__Passage provided__.
------------------------
Since the input $w$ represents the simplest function we could possibly wish to differentiate (i.e., $g(w) = w$), and since every other mathematical function is built by combining elementary functions / operations involving $w$, a logical first step in building an AD calculator is to simply implement a numerical version of $w$. Because we need to keep track of both the evaluation and its derivative value this implementation needs to be a tuple - a set of two values - both the evaluation of $w$ at a given input and its derivative. Now obviously since we always have that $\frac{\mathrm{d}}{\mathrm{d}w}w = 1$ the derivative value never changes, but we need to keep track of it nonetheless (since we will build in other derivative rules on top of $w$).
Below we define a simple class called MyTuple
that implements the input variable $w$ (note: for those wanting a good introduction to Python classes in the context of mathematical functions see e.g., this excellent book.). Instances of this class are a tuple containing val
- the value of $w$ which is pre-set to val = 0
but will be adjusted to any user-defined value - and der
- the derivative of $w$ which is initialized at der = 1
.
class MyTuple:
'''
The basic object representing the input variable 'w'
represents the core of our AD calculator. An instance
of this class is a tuple containining one function/derivative
evaluation of the variable 'w'. Because it is meant to
represent the simple variable 'w' the derivative 'der' is
preset to 1. The value 'val' can be set to 0 by default.
'''
def __init__(self,**kwargs):
# variables for the value (val) and derivative (der) of our input function
self.val = 0
self.der = 1
# re-assign these default values
if 'val' in kwargs:
self.val = kwargs['val']
if 'der' in kwargs:
self.der = kwargs['der']
With our base constructed we can quickly code up the derivative rules for elementary functions contained in Table 1 of the previous Section, which we repeat here for convenience.
elementary function | equation | derivative |
---|---|---|
constant | $c$ | $0$ |
monomial (degree $p\neq 0$) | $w^p$ | $pw^{p-1}$ |
sine | $\text{sin}(w)$ | $\text{cos}(w)$ |
cosine | $\text{cos}(w)$ | $-\text{sin}(w)$ |
exponential | $e^w$ | $e^w$ |
logarithm | $\text{log}(w)$ | $\frac{1}{w}$ |
hyperbloic tangent | $\text{tanh}(w)$ | $1 - \text{tanh}^2(w)$ |
rectified linear unit (ReLU) | $\text{max}\left(0,w\right)$ | $\begin{cases}0 & w\leq0\\1 & w>0\end{cases}$ |
Since our variable $w$ (our MyTuple
object) keeps track of both the function and derivative values, all we need to do in order to create one of these rules as a Python
function is define how the elementary rule transforms the function and derivative evaluation.
------------------------
__What you will do__.
1. Answer these questions using the automatic differentiation passage:
(a) What default value is val preset to in MyTuple?
(b) What value is der initialized at?
(c) What derivative does the table give for the logarithm?
2. List every entry in the "equation" column of the table in the automatic differentiation passage.
3. Resume the automatic differentiation passage after its final sentence, writing the next few sentences that would follow.
The items after this point come from a different source than the automatic differentiation passage.

__Recorded information__.
------------------------
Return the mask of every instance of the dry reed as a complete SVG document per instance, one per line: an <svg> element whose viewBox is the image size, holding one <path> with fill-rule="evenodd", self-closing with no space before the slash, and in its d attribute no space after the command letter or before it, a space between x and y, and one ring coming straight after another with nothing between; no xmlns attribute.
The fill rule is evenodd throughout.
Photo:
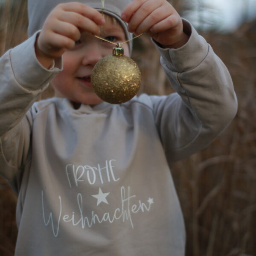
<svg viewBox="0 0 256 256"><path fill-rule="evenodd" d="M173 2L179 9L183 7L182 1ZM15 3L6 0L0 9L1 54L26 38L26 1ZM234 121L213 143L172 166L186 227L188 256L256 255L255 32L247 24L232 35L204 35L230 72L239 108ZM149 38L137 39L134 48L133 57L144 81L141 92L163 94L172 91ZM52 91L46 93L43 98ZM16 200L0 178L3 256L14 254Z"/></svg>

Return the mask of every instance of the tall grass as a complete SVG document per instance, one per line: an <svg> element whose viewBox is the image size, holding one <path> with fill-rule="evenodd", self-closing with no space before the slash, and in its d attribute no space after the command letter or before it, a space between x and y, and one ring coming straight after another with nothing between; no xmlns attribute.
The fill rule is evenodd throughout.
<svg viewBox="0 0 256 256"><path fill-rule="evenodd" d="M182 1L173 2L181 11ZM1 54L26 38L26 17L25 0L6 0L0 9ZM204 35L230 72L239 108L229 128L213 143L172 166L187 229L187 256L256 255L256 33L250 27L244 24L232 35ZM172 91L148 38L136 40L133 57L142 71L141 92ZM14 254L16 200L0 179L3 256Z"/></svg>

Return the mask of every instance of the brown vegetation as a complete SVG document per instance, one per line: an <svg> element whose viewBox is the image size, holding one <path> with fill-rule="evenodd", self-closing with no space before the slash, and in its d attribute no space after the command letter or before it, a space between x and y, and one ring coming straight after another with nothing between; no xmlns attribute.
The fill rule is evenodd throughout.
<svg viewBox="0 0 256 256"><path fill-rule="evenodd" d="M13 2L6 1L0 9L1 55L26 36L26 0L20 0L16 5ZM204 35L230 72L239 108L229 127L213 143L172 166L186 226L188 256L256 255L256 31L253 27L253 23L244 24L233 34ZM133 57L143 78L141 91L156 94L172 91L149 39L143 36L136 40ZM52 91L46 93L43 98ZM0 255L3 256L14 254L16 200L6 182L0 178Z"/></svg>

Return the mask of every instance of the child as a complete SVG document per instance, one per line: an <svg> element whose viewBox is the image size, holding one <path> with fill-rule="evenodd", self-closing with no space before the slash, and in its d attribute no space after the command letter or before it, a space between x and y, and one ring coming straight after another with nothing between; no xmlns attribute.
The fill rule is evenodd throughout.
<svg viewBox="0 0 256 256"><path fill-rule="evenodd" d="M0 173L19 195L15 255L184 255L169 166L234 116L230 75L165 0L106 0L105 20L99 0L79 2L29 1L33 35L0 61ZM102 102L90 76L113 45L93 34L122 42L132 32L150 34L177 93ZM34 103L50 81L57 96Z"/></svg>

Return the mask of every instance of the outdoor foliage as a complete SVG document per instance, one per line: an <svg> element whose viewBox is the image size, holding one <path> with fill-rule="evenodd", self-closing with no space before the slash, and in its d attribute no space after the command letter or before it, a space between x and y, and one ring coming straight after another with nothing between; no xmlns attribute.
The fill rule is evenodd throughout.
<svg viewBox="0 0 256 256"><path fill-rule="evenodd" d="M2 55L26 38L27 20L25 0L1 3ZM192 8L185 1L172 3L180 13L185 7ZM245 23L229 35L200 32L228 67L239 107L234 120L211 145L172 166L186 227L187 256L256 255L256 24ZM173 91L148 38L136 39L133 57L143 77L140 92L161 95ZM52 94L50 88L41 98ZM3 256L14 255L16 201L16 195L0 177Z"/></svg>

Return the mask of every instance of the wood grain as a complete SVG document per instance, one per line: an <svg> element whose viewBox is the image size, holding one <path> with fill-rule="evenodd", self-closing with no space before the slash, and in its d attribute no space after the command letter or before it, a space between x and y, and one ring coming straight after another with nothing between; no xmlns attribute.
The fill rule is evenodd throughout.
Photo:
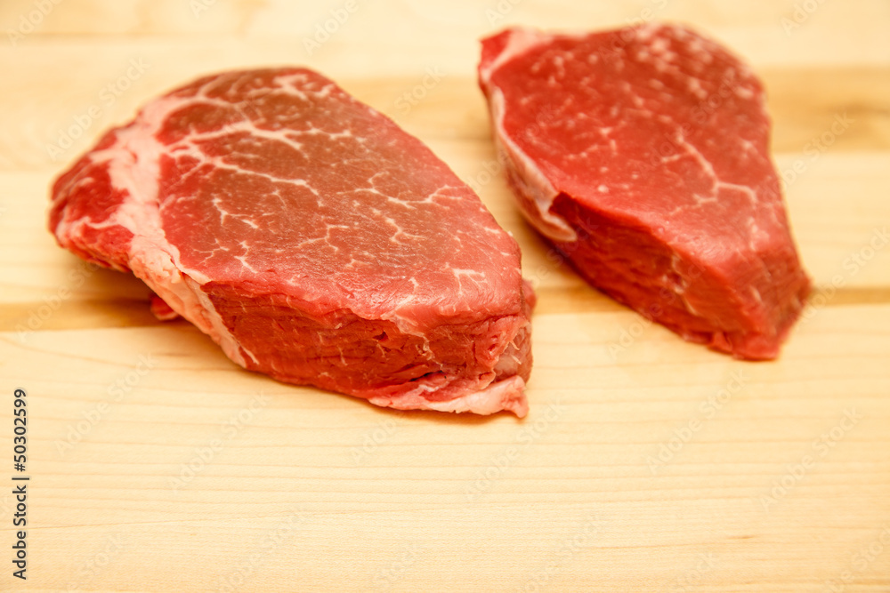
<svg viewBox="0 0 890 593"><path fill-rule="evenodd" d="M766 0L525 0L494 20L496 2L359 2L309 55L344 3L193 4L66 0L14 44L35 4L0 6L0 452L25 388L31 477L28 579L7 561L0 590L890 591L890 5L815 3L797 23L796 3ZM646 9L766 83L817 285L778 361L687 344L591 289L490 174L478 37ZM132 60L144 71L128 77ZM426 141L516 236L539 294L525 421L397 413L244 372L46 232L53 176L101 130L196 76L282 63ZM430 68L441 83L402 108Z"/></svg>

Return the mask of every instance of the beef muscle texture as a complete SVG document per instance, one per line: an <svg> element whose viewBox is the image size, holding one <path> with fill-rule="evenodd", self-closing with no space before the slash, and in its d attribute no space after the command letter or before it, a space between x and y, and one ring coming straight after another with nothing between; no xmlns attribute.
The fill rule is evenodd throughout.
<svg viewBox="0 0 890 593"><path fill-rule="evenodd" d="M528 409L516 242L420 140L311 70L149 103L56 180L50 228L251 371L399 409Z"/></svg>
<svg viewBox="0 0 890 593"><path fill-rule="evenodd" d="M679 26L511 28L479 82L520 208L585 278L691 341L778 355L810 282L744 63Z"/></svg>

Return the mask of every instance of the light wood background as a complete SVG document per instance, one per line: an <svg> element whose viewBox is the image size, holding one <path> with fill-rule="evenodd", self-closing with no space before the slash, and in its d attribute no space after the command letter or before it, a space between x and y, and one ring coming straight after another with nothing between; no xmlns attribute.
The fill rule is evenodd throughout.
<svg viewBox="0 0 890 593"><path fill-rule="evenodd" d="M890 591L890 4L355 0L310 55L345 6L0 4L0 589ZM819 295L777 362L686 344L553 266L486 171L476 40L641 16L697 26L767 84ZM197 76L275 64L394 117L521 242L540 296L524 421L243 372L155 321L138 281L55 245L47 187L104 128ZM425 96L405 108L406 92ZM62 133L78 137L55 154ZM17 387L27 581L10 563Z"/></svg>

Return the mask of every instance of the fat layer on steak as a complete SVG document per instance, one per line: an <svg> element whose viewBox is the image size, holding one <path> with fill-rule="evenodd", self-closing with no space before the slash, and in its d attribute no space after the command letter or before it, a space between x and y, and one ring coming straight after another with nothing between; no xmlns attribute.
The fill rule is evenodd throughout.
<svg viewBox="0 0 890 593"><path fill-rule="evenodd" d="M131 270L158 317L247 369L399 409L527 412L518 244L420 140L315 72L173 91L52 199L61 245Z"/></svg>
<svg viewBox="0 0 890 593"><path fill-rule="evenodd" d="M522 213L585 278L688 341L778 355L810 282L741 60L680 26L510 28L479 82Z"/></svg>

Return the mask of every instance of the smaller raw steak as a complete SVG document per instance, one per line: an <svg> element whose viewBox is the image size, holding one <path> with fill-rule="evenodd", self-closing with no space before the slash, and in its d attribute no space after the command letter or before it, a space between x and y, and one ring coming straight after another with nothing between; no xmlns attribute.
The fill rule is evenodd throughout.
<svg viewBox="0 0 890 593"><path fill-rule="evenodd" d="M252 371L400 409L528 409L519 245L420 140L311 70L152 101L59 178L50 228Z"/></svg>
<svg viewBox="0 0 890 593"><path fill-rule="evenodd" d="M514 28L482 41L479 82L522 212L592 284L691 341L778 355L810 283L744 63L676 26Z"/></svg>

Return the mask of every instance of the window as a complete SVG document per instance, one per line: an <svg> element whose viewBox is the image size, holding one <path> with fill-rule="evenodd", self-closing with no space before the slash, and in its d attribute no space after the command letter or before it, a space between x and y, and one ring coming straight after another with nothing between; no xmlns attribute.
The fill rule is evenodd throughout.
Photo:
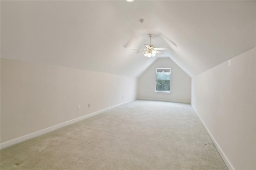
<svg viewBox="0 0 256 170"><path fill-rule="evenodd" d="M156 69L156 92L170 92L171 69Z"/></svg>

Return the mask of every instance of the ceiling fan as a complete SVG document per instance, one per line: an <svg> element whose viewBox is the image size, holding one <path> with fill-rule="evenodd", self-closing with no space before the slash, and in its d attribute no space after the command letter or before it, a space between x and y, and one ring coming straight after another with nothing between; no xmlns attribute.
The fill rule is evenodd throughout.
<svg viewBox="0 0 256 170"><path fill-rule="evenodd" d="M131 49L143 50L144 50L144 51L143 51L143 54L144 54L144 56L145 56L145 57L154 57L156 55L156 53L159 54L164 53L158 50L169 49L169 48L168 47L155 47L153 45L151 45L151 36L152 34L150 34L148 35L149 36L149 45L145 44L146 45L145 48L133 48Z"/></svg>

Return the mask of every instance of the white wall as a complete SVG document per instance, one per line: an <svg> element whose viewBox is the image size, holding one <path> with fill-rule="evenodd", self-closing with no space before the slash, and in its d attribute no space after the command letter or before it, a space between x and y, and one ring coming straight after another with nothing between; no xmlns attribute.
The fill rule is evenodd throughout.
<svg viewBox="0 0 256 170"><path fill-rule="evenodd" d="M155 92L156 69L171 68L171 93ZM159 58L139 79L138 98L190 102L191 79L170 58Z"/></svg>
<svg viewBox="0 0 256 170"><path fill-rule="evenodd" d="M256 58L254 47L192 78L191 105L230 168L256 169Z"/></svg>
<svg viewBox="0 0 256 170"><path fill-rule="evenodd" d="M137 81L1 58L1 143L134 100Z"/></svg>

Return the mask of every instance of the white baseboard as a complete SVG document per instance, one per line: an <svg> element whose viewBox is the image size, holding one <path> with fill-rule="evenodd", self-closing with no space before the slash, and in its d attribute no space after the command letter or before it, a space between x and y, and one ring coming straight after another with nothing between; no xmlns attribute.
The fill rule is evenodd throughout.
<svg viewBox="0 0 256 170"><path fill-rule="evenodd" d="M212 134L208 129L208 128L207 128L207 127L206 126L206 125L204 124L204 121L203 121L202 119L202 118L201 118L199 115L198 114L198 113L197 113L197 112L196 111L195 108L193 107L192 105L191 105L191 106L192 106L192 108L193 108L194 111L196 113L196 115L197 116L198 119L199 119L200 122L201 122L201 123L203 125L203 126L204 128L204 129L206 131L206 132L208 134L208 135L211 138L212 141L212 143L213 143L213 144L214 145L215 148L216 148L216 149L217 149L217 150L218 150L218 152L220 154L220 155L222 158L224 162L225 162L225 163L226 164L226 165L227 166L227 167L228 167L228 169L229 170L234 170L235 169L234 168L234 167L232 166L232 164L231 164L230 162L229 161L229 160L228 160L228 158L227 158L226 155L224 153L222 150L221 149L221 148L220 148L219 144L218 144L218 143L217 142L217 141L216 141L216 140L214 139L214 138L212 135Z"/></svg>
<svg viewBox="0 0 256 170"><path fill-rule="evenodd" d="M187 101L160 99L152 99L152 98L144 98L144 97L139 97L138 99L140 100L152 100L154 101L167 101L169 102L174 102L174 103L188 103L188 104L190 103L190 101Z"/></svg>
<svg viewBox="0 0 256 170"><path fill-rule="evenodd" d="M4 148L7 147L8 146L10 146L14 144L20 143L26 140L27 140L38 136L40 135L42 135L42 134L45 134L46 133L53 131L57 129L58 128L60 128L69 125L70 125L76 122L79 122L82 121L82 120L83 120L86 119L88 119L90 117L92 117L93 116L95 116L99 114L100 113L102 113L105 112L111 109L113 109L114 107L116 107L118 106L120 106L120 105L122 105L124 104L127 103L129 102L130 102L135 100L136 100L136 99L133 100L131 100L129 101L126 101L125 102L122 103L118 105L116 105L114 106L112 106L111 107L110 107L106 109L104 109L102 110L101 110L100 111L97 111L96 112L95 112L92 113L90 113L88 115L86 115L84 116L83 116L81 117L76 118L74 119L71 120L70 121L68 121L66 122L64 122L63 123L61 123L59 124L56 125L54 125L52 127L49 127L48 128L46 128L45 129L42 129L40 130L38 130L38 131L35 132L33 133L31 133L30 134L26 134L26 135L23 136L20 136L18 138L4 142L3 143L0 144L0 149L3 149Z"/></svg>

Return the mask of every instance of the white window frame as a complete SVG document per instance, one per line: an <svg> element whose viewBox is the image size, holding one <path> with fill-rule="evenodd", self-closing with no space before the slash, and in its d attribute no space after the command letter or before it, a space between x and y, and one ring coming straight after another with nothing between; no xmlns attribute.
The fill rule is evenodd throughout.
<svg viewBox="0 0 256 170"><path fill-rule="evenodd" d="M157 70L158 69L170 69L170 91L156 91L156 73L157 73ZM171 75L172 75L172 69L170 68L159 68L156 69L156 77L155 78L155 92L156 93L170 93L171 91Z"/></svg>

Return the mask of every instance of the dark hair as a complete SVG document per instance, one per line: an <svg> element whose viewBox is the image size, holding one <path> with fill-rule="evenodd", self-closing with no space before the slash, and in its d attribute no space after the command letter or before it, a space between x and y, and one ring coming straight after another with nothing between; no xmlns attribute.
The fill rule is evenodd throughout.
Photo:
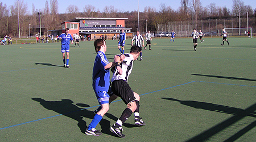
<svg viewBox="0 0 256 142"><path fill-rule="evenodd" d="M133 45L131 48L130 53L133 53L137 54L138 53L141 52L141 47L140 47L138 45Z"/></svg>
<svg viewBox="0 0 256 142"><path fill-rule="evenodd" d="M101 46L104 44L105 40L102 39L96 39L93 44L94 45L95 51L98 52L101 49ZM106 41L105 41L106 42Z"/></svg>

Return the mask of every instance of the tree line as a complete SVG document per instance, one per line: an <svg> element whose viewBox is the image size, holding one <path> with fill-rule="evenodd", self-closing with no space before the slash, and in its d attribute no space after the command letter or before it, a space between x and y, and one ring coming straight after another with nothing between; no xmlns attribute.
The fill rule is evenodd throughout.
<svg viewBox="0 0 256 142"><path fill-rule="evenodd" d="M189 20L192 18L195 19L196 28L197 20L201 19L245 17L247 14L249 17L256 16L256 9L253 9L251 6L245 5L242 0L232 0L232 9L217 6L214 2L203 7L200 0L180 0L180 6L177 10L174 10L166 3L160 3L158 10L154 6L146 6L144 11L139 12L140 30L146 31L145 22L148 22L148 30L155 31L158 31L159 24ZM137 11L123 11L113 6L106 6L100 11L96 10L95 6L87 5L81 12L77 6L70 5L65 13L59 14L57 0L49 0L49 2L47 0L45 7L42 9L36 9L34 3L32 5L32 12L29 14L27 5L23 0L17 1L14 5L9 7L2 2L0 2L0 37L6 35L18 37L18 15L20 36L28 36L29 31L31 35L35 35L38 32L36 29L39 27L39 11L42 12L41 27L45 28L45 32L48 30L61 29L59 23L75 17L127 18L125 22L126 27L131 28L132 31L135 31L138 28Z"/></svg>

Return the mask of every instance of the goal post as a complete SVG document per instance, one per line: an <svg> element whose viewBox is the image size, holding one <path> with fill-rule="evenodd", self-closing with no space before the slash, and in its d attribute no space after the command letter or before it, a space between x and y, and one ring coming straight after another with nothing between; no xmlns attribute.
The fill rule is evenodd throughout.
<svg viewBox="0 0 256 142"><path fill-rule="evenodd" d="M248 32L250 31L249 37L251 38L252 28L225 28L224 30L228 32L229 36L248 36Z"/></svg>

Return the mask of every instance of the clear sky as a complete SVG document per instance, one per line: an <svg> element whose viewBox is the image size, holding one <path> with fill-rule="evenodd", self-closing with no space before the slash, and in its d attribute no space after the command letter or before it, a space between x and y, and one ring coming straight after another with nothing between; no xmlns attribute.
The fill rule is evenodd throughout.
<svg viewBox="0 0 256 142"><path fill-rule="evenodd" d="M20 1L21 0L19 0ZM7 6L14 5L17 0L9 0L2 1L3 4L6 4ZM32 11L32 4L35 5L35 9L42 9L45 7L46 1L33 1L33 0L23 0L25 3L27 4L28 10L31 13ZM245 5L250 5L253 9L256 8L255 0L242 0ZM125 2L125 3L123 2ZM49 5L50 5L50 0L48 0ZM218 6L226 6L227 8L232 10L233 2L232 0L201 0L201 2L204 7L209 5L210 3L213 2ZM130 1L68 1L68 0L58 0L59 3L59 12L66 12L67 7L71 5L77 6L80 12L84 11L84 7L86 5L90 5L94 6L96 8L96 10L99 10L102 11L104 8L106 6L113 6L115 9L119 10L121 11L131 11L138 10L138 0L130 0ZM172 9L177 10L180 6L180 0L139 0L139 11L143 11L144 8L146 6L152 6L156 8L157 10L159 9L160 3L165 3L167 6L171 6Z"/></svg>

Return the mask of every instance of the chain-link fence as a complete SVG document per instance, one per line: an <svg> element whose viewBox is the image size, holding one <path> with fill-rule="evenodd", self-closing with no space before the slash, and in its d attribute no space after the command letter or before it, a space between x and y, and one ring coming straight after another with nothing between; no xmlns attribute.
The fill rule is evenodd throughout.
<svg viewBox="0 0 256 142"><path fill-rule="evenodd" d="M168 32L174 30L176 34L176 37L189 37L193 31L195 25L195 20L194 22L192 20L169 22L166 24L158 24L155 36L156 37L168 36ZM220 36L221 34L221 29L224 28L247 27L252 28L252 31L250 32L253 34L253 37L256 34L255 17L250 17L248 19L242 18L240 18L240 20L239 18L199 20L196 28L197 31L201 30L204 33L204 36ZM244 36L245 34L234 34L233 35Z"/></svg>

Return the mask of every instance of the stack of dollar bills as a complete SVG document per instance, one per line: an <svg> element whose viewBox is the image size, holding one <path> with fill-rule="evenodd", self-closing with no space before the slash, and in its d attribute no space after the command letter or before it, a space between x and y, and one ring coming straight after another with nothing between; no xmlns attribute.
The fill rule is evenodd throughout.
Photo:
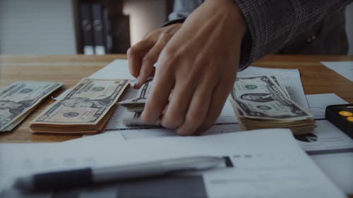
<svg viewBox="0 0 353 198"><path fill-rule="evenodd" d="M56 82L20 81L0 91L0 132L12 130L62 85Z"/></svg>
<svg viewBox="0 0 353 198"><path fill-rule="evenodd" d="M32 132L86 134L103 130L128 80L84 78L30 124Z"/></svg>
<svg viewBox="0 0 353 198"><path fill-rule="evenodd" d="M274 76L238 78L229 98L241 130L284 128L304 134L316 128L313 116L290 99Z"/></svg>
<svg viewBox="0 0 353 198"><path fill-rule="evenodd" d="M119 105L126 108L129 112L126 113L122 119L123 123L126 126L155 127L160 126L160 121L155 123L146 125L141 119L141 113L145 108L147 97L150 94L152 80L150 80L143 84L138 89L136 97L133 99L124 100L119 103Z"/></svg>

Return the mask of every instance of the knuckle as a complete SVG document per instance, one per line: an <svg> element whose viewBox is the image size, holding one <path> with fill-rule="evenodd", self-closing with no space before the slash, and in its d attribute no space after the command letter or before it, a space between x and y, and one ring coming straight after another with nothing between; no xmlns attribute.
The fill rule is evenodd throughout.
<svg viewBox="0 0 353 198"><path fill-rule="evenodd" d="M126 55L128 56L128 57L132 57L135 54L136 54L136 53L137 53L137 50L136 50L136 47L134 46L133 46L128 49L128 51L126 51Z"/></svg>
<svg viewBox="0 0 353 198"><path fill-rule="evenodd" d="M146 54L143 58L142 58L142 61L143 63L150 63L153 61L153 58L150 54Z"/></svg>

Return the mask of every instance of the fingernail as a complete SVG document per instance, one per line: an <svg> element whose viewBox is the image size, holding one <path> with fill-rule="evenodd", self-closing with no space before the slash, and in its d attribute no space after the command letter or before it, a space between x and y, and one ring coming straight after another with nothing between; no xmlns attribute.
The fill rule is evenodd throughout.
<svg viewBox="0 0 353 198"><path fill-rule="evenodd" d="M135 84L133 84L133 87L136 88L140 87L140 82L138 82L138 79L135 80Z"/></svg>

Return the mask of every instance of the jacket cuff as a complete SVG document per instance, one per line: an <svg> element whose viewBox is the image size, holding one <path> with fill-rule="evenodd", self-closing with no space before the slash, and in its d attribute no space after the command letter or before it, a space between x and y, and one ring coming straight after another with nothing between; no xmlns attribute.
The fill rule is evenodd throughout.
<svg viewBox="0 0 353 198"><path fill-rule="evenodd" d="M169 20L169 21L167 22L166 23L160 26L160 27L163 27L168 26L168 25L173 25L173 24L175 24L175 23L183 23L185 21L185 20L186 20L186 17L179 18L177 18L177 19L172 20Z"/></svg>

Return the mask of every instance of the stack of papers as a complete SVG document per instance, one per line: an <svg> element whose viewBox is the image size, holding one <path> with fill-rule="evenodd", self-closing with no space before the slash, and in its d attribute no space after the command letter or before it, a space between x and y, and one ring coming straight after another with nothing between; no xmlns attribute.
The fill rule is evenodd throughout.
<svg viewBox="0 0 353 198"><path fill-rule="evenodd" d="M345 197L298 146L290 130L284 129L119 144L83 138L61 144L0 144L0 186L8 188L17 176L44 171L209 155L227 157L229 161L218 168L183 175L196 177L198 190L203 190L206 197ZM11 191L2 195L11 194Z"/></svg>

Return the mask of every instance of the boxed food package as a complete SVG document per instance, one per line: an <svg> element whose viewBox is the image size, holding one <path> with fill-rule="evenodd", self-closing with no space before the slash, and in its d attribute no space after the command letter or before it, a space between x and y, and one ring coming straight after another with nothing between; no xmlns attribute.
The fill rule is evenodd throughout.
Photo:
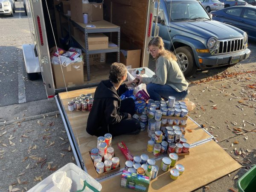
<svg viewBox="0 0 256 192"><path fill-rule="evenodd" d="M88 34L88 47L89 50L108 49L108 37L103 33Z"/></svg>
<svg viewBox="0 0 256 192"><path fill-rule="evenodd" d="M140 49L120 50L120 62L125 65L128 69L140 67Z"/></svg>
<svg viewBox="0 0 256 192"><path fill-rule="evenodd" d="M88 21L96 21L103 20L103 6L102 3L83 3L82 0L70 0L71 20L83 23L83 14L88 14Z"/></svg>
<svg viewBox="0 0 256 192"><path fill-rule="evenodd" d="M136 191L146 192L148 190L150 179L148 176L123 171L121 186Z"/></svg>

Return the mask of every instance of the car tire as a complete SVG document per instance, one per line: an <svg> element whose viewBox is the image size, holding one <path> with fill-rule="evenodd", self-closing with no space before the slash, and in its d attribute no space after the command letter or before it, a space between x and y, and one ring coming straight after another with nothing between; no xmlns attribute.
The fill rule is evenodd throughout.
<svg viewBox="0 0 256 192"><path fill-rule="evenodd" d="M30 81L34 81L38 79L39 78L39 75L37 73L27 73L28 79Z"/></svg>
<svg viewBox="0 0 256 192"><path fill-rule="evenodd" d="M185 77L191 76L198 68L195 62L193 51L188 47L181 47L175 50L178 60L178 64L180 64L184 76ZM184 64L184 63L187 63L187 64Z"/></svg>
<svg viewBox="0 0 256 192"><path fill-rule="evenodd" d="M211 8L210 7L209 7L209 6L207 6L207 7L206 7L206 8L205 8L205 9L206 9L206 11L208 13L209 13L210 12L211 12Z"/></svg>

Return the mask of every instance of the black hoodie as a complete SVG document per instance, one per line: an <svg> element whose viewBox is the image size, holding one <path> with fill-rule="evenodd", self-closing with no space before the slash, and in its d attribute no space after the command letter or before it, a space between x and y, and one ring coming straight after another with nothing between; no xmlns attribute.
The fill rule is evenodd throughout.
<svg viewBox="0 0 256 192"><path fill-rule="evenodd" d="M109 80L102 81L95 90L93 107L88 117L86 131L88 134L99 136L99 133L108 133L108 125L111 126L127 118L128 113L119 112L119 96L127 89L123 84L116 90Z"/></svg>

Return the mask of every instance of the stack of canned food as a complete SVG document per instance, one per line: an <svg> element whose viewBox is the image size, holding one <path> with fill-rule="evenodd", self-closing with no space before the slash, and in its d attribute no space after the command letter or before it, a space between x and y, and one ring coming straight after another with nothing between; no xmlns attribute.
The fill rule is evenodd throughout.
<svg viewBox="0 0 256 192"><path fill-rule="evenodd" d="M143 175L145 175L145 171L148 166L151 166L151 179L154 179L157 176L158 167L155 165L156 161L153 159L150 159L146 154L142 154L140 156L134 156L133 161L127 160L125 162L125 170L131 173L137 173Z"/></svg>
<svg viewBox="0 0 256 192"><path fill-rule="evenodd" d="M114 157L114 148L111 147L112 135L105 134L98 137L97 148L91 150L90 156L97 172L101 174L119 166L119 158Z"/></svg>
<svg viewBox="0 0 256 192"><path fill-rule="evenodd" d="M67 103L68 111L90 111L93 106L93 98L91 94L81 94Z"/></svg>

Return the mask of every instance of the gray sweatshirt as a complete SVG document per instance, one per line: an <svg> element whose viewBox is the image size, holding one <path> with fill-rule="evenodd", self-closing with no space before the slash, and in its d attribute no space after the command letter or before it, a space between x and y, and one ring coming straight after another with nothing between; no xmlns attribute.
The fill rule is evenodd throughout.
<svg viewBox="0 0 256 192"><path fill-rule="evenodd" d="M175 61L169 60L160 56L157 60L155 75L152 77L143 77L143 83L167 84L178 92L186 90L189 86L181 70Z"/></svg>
------------------------
__Answers for this exercise__.
1.
(a) 0
(b) 1
(c) 1/w

2. c, w^p, sin(w), cos(w), e^w, log(w), tanh(w), max(0, w)

3.
For example, we have a Python function for the sinusoid update rule in the next cell. Notice this is almost a direct translation of the corresponding rule to code: we first record how the function itself (sin
) should affect the val
attribute of an input, and then how its derivative should affect the corresponding der
attribute.
# our implementation of the sinusoid rule from Table 1
def sin(a):
# Create output evaluation and derivative object
b = MyTuple()
# Produce new function value
b.val = np.sin(a.val)
# Produce new derivative value - we need to use the chain rule here!
b.der = np.cos(a.val)*a.der
# Return updated object
return b
Here we input $a$, an MyTuple
object with a current function and derivative value, and create a new instance to contain their updates called $b$. To get the new function update
b.val = np.sin(a.val)
we simply pass the current value through a sinusoid. The corresponding derivative value update
b.der = np.cos(a.val)*a.der
involves two parts. The sinusoid derivative rule alone would have us update the derivative value by simply passing a.val
through cosine. But remember - as discussed in the previous Section - that every time we apply an elementary derivative formula we must apply the chain rule as well. This is why we multiply np.cos(a.val)
by a.der
in the update.
We can now test our sinusoid function over a few input points, as is done in the next cell.
# create instance of our function to differentiate - notice this uses our homemade sine function not numpy's
g = lambda w: sin(w)
# initialize our AutoDiff object at each point
a1 = MyTuple(val = 0); a2 = MyTuple(val = 0.5)
# evaluate
result1 = g(a1); result2 = g(a2)
# print results
print ('function value at ' + str(0) + ' = ' + str(result1.val))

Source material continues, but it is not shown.